Tugas A: Menurut bacaan tentang pembelajaran Fiqih, lembaga mana yang berupaya melaksanakan strategi pembelajaran life skill dalam mata pelajaran Fiqih?

Teks Bacaan:
Untuk memenuhi hal tersebut, maka perlu sekali adanya perumusan
dan pelaksanaan strategi pembelajaran yang terarah, efektif dan efesien dalam
pembelajaran Fiqih di MTs, agar pembelajaran Fiqih benar-benar menjadikan
8
peserta didik yang memiliki kepribadian utuh serta cakap dalam menjalani
kehidupannya dengan baik. Sehingga peserta didik dapat menjalankan misinya
sebagai khalifah di dunia dengan baik, guna memakmurkan alam semesta dan
seisinya, sebagai realisasi bahwa Islam diturunkan ke bumi untuk rahmat seisi
alam (Zamroni, 2007: 228).
MTs N Model Babakan Kabupaten Tegal merupakan institusi
pendidikan tingkat menengah yang berupaya melaksanakan strategi
pembelajaran life skill dalam mata pelajaran Fiqih.
Berdasarkan latar belakang masalah yang telah dipaparkan di atas,
penulis tertarik untuk meneliti dengan judul “ Implementasi Strategi
Pembelajaran Life Skill Dalam Mata Pelajaran Fiqih di MTs N Model Babakan
Kabupaten Tegal ”.
B. Perumusan Masalah
Bertitik tolak dari latar belakang masalah tersebut di atas maka
muncul permasalahan yang berkaitan dengan implementasi strategi
pembelajaran life skill di bidang Fiqih.
Fokus masalah di atas dapat dirinci sebagai berikut :
1. Bagaimana penerapan strategi pembelajaran life skill dalam mata
pelajaran Fiqih di MTs N Model Babakan Kabupaten Tegal?

Tugas B: Ulangi tanpa perubahan baris-baris data di bawah, mulai dari baris yang memuat "of the reebok" hingga baris terakhir data.

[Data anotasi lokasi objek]
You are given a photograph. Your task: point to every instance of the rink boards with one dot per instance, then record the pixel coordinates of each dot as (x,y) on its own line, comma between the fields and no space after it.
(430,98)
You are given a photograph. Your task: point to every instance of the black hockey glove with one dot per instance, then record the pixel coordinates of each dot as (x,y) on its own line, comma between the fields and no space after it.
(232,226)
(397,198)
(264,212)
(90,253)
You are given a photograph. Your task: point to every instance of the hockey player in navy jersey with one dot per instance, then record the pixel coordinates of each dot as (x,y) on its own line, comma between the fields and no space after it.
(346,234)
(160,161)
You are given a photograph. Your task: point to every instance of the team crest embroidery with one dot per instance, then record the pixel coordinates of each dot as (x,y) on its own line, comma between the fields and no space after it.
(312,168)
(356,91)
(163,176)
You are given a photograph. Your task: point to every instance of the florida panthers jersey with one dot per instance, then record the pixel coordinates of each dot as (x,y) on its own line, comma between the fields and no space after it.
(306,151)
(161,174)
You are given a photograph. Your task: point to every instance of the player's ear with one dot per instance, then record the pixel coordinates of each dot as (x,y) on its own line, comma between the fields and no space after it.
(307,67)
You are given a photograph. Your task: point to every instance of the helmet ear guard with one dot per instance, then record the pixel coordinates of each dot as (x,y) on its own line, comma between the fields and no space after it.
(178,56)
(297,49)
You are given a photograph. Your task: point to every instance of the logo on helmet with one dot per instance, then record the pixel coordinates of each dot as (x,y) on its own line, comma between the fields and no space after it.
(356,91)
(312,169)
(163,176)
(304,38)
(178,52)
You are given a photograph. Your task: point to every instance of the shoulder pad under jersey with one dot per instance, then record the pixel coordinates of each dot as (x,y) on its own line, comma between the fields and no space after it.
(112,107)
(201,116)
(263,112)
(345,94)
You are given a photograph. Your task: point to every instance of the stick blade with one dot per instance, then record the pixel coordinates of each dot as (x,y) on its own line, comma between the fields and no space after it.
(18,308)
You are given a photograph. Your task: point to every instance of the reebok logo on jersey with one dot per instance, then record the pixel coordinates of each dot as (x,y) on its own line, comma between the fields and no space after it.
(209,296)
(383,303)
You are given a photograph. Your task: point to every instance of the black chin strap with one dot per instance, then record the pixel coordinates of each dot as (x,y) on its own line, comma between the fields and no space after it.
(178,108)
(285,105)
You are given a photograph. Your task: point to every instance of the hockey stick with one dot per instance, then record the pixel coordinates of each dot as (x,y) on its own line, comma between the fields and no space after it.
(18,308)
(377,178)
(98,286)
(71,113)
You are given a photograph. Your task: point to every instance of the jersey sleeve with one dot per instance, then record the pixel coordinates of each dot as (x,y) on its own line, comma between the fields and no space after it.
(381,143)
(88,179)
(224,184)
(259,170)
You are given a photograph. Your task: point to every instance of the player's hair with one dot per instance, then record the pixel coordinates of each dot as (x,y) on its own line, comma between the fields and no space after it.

Jawaban Benar A: MTs N Model Babakan Kabupaten Tegal.

Jawaban Benar B:
You are given a photograph. Your task: point to every instance of the reebok logo on jersey with one dot per instance, then record the pixel coordinates of each dot as (x,y) on its own line, comma between the fields and no space after it.
(209,296)
(383,303)
You are given a photograph. Your task: point to every instance of the black chin strap with one dot per instance, then record the pixel coordinates of each dot as (x,y) on its own line, comma between the fields and no space after it.
(178,108)
(285,105)
You are given a photograph. Your task: point to every instance of the hockey stick with one dot per instance, then record the pixel coordinates of each dot as (x,y) on its own line, comma between the fields and no space after it.
(18,308)
(377,178)
(98,286)
(71,113)
You are given a photograph. Your task: point to every instance of the jersey sleeve with one dot per instance, then record the pixel coordinates of each dot as (x,y) on its own line, comma between the fields and no space after it.
(381,143)
(88,179)
(224,184)
(259,170)
You are given a photograph. Your task: point to every instance of the player's hair with one dot per instance, then record the pixel coordinates of each dot as (x,y) on its own line, comma between the fields and no space after it.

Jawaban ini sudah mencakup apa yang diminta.